§ **WRITTEN TASK**:
Format everything from the line containing "of the woman's" down to the end of the records as a Markdown table with the columns Number and Record line, one row per line and no rows for blank lines.

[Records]
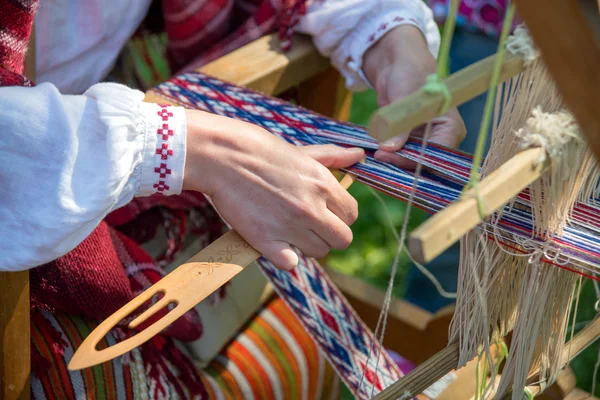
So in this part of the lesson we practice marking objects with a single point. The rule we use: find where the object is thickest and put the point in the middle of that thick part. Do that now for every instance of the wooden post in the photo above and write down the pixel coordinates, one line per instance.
(15, 334)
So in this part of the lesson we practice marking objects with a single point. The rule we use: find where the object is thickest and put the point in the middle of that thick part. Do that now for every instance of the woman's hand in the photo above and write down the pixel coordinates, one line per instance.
(396, 66)
(272, 193)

§ **CORRECT RESPONSE**:
| Number | Record line |
|---|---|
| 1 | So in this part of the lesson we practice marking objects with a single point. The rule we use: find where the object is thickest and put the point in the middle of that thick part. Do that now for every instance of the woman's hand in the photo above and write down the pixel coordinates, one line per instance. |
| 2 | (396, 66) |
| 3 | (272, 193) |